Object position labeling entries

---------------

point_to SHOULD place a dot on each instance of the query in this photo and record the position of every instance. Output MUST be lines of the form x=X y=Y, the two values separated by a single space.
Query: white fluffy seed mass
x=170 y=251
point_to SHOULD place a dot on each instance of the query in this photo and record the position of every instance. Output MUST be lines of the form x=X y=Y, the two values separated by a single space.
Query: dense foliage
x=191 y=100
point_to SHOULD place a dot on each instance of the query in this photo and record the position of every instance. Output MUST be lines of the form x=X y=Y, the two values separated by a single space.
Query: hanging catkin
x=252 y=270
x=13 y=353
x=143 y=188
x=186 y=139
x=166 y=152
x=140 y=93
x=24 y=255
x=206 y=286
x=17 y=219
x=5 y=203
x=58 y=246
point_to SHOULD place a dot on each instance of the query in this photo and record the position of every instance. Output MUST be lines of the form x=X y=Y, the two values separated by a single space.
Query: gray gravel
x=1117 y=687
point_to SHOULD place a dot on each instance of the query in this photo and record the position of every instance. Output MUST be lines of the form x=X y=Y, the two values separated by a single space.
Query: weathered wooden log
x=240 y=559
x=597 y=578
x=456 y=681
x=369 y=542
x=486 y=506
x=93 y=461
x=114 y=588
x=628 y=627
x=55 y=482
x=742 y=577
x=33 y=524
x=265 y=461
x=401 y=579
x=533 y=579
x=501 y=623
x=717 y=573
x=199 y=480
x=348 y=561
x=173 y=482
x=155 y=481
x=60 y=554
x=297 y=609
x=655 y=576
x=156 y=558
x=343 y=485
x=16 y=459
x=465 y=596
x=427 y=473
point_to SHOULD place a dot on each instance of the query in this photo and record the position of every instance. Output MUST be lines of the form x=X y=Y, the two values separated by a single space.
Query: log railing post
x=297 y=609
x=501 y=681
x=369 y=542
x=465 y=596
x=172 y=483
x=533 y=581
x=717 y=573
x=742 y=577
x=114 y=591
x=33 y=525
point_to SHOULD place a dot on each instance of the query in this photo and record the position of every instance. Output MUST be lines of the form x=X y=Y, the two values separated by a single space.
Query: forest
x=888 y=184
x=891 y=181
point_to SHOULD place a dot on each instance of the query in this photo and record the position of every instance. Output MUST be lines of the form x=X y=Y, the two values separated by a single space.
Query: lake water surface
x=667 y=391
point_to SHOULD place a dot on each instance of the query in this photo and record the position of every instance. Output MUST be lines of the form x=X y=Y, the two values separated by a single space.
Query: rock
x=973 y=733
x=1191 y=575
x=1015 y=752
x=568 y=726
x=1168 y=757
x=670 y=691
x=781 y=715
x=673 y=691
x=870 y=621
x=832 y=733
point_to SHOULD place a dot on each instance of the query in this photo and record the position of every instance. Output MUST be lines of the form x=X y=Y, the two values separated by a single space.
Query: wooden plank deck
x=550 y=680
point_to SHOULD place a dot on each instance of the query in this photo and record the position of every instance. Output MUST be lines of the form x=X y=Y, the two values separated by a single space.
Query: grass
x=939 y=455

---------------

__Written problem__
Reproduce every row above verbatim, from the first through the last.

__Exercise solution__
point_to SHOULD place a dot on each instance of the query in this photo and record the position of every instance. Output MUST be lines of the form x=X y=Y, the two values separated by a single space.
Query: white fluffy seed mass
x=170 y=251
point_to SHOULD place a dot on each instance of the query in this photo and record the position of every instance. Output MUST be lines of the form x=X y=Y, the two values separated by a single space.
Query: dense foliage
x=191 y=100
point_to SHOULD place a dot on each instance of the query in this photo and record the position of every instance. Output MUST be lines of the form x=X y=Y, the two values separated by a single space.
Query: hanging catkin
x=252 y=270
x=13 y=353
x=143 y=188
x=186 y=139
x=166 y=152
x=140 y=93
x=24 y=255
x=206 y=286
x=17 y=219
x=5 y=203
x=58 y=246
point_to SHOULD place a dot on each instance of the query in this photo and record the position of every instance. Output MUST be lines of the form x=X y=Y, the two values separated by a single space.
Query: gray gravel
x=1117 y=687
point_to SHOULD place a dot on each instance of the query in this photo and record the position of every instance. Output MUST be lines of the form x=X y=Y, the two values separated by a single space.
Query: weathered wooden log
x=240 y=559
x=597 y=578
x=456 y=681
x=369 y=542
x=486 y=506
x=93 y=461
x=114 y=588
x=628 y=627
x=55 y=482
x=742 y=577
x=33 y=524
x=265 y=461
x=401 y=579
x=533 y=579
x=501 y=623
x=717 y=573
x=199 y=480
x=348 y=561
x=173 y=482
x=155 y=481
x=60 y=554
x=297 y=609
x=655 y=576
x=156 y=558
x=343 y=485
x=16 y=459
x=465 y=596
x=427 y=473
point_to SHOULD place a dot on each instance of the query in this photo and record the position of every instance. Output MUST be lines of the form x=X y=Y, the two values separated by a single space.
Query: log railing post
x=297 y=609
x=501 y=681
x=369 y=542
x=465 y=596
x=172 y=483
x=533 y=581
x=717 y=573
x=742 y=577
x=114 y=591
x=33 y=525
point_to SHOULD place a dot on each instance of the query in this photo and record the position of every instance. Output MUST be lines of the form x=X y=Y, the two values separated by a single space.
Query: forest
x=888 y=184
x=891 y=181
point_to SHOULD place a dot on each instance of the query in this photo and record the position of every instance. Output MUST be lines of the form x=X y=Y, the two values separated by a single space.
Query: lake water surface
x=667 y=391
point_to SHOULD place a dot on each instance of the query in this photo and record the position of every instance. Output MUST be lines of the form x=X y=Y, the two values separated by a single space.
Query: rock
x=973 y=733
x=1191 y=575
x=1015 y=752
x=568 y=726
x=1168 y=757
x=670 y=691
x=781 y=715
x=673 y=691
x=870 y=621
x=832 y=733
point_to SHOULD place a dot on each instance of the query in this photo and record the position of every instance. Output MUST be lines of the form x=X y=Y, the two values separated by a single space.
Query: wooden plank deck
x=550 y=680
point_to SHOULD place a dot on each instance of the query in this photo and record the position of every instance. Output MUST be lines of the form x=X y=Y, the two values separated by a single space.
Query: grass
x=939 y=455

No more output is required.